- [WHAT TO DO]
Reproduce the listing below unchanged, covering everything from the line that contains "Q: Put a point on each instance of the wooden deck" down to the line that contains "x=367 y=243", both included.

## Begin

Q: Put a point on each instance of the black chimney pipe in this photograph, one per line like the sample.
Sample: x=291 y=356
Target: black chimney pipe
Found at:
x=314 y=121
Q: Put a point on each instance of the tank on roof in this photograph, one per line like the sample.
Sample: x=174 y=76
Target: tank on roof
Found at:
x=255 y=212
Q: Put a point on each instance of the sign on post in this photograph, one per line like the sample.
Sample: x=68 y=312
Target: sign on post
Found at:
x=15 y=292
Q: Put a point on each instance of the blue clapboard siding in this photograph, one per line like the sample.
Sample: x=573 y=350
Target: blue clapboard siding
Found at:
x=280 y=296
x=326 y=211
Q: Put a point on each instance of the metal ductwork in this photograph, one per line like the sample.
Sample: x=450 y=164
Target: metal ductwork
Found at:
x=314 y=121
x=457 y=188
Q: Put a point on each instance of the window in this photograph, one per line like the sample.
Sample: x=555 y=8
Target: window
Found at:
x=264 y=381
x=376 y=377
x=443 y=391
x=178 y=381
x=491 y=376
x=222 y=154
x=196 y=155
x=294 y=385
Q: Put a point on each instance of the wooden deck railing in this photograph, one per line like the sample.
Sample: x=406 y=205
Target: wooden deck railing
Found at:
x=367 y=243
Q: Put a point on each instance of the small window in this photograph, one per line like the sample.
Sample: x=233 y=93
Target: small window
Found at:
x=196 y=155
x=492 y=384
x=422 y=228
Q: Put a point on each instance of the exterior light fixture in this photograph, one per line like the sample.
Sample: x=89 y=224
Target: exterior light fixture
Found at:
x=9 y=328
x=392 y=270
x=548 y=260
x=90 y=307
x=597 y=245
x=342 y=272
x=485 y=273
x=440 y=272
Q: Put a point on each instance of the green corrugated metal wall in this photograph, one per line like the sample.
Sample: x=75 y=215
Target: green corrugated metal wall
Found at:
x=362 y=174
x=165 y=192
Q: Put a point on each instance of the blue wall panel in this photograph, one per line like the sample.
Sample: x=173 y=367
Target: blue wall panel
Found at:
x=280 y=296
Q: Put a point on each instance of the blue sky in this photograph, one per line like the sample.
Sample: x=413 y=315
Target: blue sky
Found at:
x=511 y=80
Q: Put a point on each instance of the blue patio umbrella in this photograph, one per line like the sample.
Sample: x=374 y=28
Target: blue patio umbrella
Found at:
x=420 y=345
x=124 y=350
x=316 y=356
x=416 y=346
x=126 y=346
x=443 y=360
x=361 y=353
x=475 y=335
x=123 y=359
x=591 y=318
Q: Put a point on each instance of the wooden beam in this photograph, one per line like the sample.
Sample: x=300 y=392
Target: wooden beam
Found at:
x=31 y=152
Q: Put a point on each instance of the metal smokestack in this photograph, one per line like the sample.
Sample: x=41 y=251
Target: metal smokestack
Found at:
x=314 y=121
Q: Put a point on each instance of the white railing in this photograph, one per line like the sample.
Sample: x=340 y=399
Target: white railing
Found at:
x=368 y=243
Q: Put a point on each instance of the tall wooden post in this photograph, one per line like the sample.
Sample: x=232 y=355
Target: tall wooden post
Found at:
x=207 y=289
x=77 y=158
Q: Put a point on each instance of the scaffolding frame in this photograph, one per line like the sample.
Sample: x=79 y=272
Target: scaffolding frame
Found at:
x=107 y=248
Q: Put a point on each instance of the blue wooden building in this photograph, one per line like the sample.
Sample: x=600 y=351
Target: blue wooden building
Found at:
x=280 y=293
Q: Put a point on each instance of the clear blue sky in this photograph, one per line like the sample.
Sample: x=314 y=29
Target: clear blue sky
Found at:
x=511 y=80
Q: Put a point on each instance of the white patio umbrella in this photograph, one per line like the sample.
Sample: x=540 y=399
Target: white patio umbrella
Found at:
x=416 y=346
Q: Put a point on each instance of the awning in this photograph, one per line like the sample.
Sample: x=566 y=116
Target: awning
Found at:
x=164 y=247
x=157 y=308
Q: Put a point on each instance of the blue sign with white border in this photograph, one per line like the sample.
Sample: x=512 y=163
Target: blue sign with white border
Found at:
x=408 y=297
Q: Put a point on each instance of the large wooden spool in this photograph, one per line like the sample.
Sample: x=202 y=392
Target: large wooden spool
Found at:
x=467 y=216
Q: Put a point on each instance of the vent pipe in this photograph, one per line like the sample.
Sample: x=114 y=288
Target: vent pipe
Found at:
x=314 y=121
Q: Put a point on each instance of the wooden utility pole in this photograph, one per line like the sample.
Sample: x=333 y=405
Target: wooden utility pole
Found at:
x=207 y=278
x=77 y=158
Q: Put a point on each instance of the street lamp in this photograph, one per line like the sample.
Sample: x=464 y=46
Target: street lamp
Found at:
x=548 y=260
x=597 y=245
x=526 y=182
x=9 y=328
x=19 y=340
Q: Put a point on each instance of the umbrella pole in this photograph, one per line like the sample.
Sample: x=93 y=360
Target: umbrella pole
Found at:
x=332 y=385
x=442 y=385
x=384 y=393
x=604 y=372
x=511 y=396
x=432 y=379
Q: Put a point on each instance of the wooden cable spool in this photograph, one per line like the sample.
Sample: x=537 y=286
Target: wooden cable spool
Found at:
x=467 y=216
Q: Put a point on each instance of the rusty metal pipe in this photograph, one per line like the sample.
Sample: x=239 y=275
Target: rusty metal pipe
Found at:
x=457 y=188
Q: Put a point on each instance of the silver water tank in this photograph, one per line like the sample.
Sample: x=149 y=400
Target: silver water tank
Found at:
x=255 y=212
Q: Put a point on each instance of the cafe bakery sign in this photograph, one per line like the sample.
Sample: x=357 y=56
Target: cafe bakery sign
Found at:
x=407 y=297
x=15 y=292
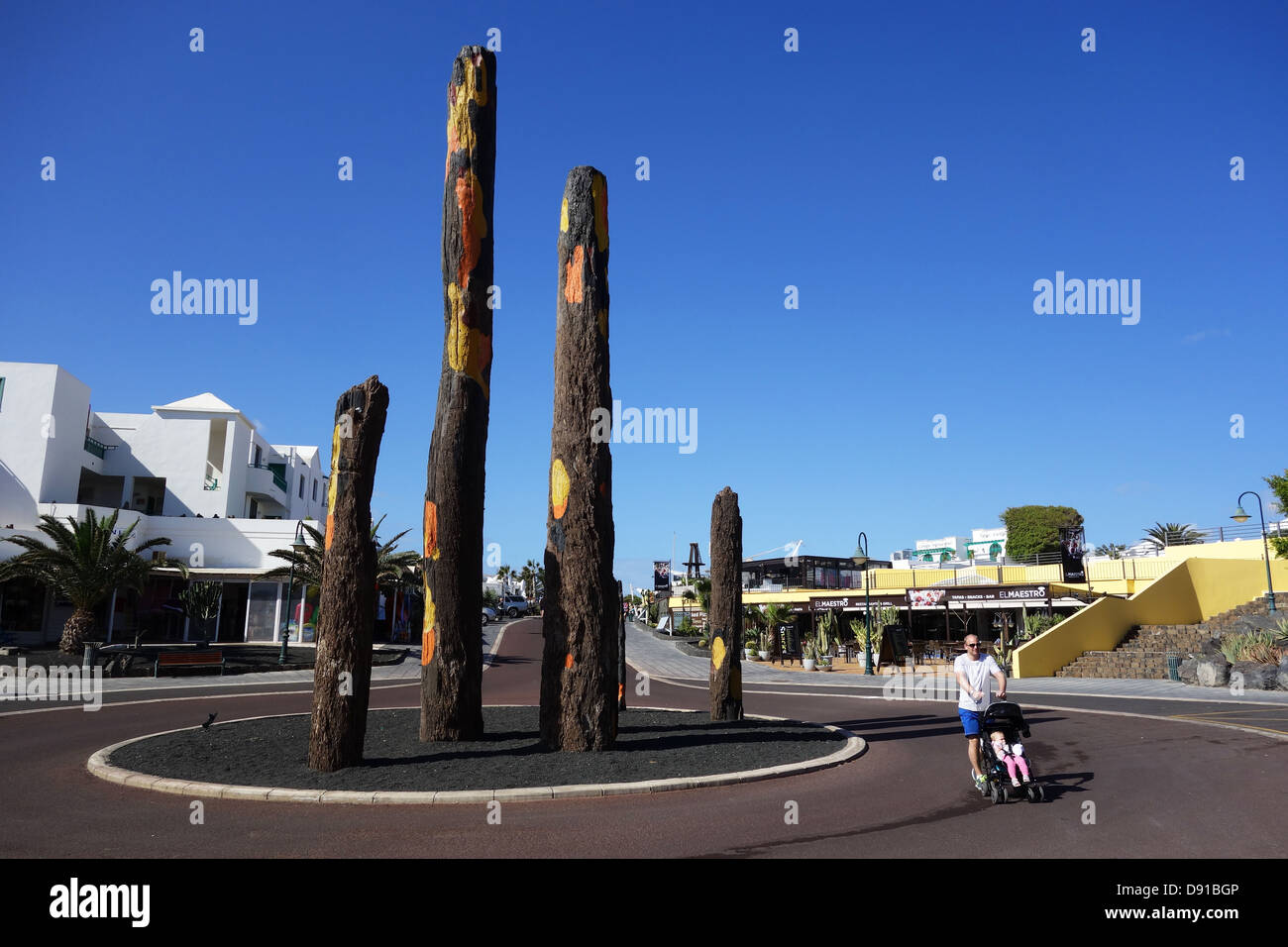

## End

- [COMPLETED TASK]
Q: Put a point on each instance of the wooden deck railing in this photograph, one per line like the sample.
Sample: x=406 y=205
Target: wooden deck railing
Found at:
x=367 y=243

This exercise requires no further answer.